● Text extract:
I am reading Lang's Algebra, especially Tensor product, which he defines as follows:
Let $R$ be a ring, and $M_1,\ldots,M_n,F$ be $R$-modules. A map $f:M_1\times \cdots \times M_n\rightarrow F$ is multilinear if it is $R$-linear in each variable/component $M_i$. One may view the multilinear maps of a fixed set of modules $M_1,\ldots,M_n$ as the objects of a category: if $f:M_1\times \cdots \times M_n\rightarrow F$ and $g:M_1\times \cdots \times M_n\rightarrow G$ are multilinear, we define a morphism $f\rightarrow g$ to be a homomorphism $h:F\rightarrow G$ such that $g=h\circ f$ (first apply $f$, then $h$). A universal object in this category is called a Tensor product of $M_1,\ldots,M_n$.
My Question: In what sense should one think tensor product as universal? More precisely, is it universally attracting or repelling?
Why question came to mind?: After mentioning about tensor product as a universal object, I went to see the definition he gave. He defined universally attracting and repelling objects in a Category, and said,
When the context makes our meaning clear, we shall call universally attracting or repelling objects as universal.
Therefore, I asked myself:
for the category of multilinear maps from a fixed set of $n$ modules over $R$, how should we take the universal object? If only universally attracting object exists in this category, why universally repelling does not exist (or vice versa)?
Best Answer
In fact, the tensor product is universally repelling (or, as S.Farr comments, an initial object). Your category also has a universally attracting (or terminal) object. This is the map $0 : M_1\times \cdots \times M_n\rightarrow 0$ to the trivial $R$-module $0$. As you see, this is not very interesting.
It also shows that initial and terminal objects, if they exist in a category, are not necessarily isomorphic. See also Universally repelling and universally attracting objects are equivalent?

● Data excerpt:

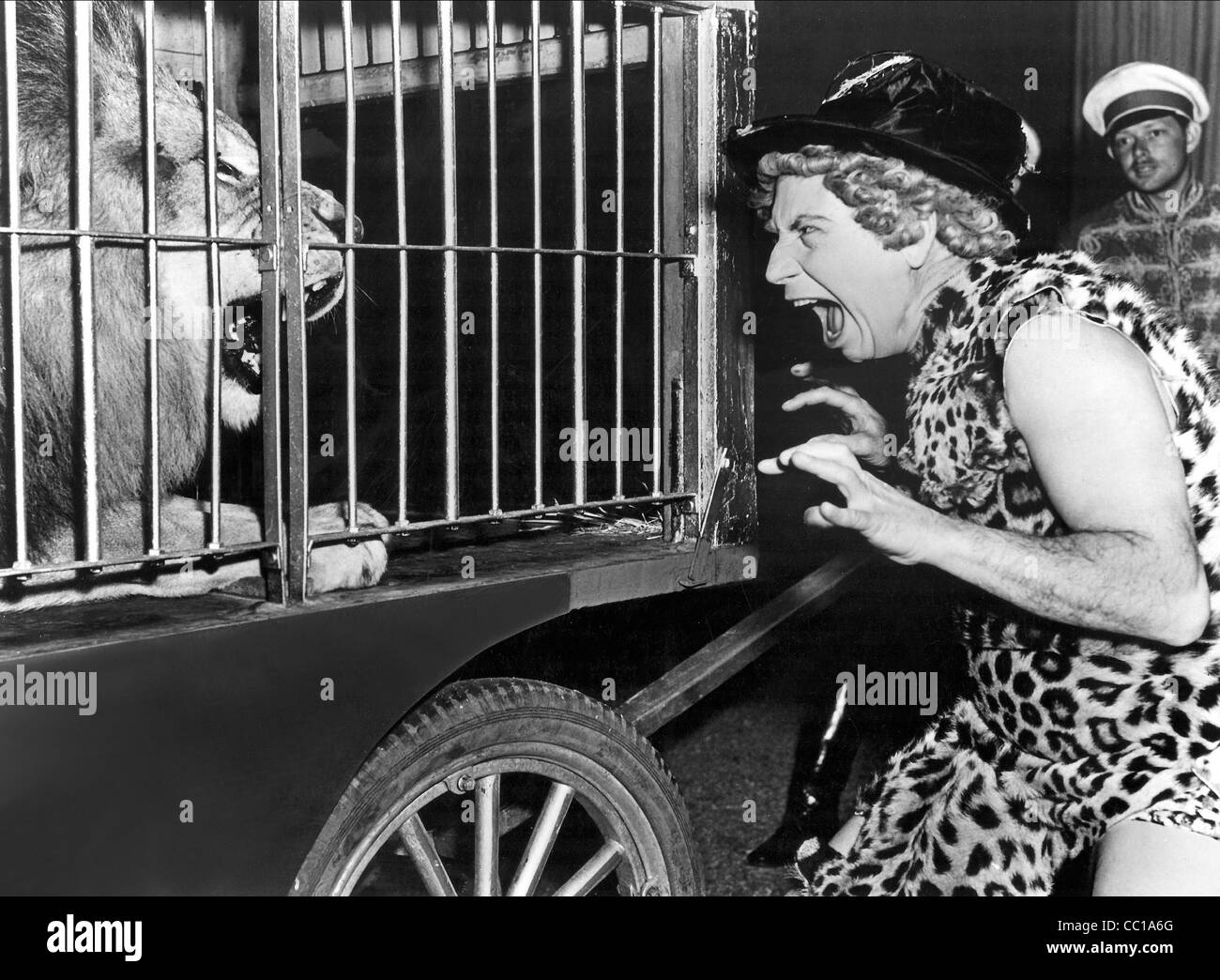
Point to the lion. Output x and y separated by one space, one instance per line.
49 343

● Short exercise 1: From the thread on tensor products, repeat the passage starting with "I am reading" and going on through "attracting or repelling?".
● Short exercise 2:
Using the thread on tensor products, decide whether each statement agrees with the text. Answer yes or no, and quote the deciding words.
(a) The reply states that the tensor product is universally repelling.
(b) The reply states that the category of multilinear maps has no universally attracting object.
(c) The reply states that initial and terminal objects in a category are always isomorphic.
● Short exercise 3: Summarize the thread on tensor products in two sentences.

● Correct result 1:
I am reading Lang's Algebra, especially Tensor product, which he defines as follows:
Let $R$ be a ring, and $M_1,\ldots,M_n,F$ be $R$-modules. A map $f:M_1\times \cdots \times M_n\rightarrow F$ is multilinear if it is $R$-linear in each variable/component $M_i$. One may view the multilinear maps of a fixed set of modules $M_1,\ldots,M_n$ as the objects of a category: if $f:M_1\times \cdots \times M_n\rightarrow F$ and $g:M_1\times \cdots \times M_n\rightarrow G$ are multilinear, we define a morphism $f\rightarrow g$ to be a homomorphism $h:F\rightarrow G$ such that $g=h\circ f$ (first apply $f$, then $h$). A universal object in this category is called a Tensor product of $M_1,\ldots,M_n$.
My Question: In what sense should one think tensor product as universal? More precisely, is it universally attracting or repelling?

● Correct result 2:
(a) Yes: "In fact, the tensor product is universally repelling"
(b) No: "Your category also has a universally attracting (or terminal) object."
(c) No: "initial and terminal objects, if they exist in a category, are not necessarily isomorphic"

● Correct result 3: A reader of Lang's Algebra asks whether the tensor product, which Lang defines as a universal object in the category of multilinear maps from a fixed set of modules, is universally attracting or universally repelling. The reply says it is universally repelling, or an initial object, while the map to the trivial module 0 is a universally attracting, or terminal, object, which shows that initial and terminal objects are not necessarily isomorphic.